Point-per-instance localization data =

= = = = =

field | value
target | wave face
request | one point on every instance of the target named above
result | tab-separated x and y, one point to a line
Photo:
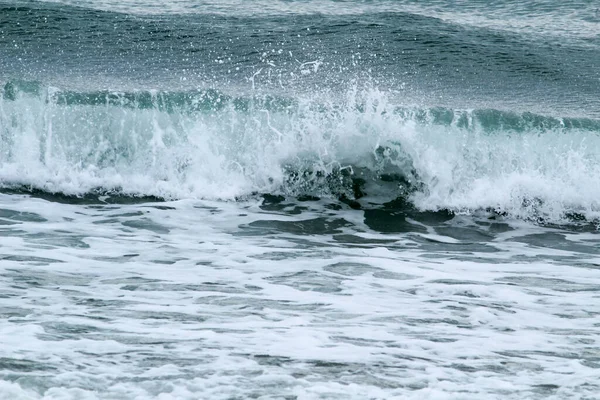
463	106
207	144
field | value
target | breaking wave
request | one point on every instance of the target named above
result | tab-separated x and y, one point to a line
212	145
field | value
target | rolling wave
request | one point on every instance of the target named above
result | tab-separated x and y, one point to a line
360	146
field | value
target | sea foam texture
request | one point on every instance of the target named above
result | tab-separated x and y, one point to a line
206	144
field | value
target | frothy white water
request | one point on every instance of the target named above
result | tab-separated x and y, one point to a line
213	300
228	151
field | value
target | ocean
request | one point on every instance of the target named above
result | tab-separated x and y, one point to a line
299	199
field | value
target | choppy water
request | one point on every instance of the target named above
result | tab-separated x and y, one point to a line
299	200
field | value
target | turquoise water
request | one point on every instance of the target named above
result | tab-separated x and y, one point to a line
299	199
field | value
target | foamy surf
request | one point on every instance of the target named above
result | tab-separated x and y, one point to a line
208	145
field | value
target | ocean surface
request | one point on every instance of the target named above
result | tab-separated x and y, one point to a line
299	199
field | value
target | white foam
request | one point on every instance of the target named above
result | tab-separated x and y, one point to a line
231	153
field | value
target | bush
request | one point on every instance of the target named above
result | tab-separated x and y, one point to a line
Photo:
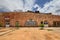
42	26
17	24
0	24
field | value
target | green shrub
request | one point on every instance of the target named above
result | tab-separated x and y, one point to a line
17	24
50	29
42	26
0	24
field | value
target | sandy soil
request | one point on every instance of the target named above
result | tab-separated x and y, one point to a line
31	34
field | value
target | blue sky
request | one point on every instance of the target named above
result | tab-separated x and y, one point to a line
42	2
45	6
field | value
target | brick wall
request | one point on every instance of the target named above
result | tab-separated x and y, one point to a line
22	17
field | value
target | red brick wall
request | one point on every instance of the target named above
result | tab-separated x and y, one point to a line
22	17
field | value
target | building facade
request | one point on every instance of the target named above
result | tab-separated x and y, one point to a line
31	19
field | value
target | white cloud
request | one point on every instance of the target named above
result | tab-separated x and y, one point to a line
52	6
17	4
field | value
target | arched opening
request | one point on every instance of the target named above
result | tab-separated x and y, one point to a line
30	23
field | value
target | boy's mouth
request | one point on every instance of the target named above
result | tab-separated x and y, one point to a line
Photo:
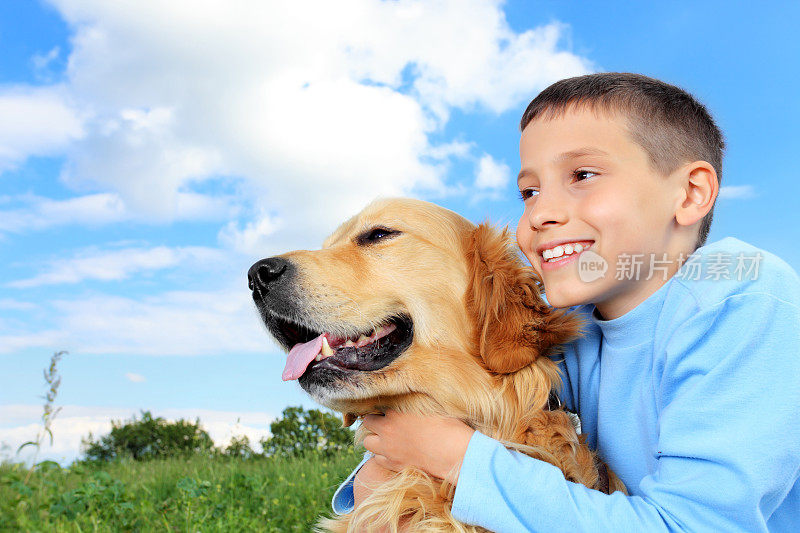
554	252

= = = = =

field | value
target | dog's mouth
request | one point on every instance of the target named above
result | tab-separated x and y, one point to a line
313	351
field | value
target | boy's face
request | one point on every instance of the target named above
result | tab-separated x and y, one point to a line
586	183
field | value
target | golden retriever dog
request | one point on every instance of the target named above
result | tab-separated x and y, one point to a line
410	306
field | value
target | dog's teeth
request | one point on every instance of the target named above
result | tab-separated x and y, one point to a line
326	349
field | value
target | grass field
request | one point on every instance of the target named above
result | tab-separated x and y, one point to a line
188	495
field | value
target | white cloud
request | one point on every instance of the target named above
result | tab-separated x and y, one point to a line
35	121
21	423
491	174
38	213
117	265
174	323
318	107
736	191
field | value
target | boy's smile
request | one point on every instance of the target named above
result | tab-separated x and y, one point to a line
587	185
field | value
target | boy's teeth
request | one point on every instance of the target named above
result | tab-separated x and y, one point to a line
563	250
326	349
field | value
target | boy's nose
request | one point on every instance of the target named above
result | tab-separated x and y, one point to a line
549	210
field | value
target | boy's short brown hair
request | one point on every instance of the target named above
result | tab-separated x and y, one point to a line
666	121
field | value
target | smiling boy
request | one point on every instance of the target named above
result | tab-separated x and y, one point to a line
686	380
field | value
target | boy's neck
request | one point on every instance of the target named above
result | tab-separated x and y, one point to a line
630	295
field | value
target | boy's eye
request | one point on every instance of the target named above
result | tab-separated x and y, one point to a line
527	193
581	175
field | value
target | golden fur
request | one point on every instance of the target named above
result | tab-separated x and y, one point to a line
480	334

= = = = =

Your response should be made up of the lines in the data that contain the word "golden".

target | golden retriever dog
target | golden fur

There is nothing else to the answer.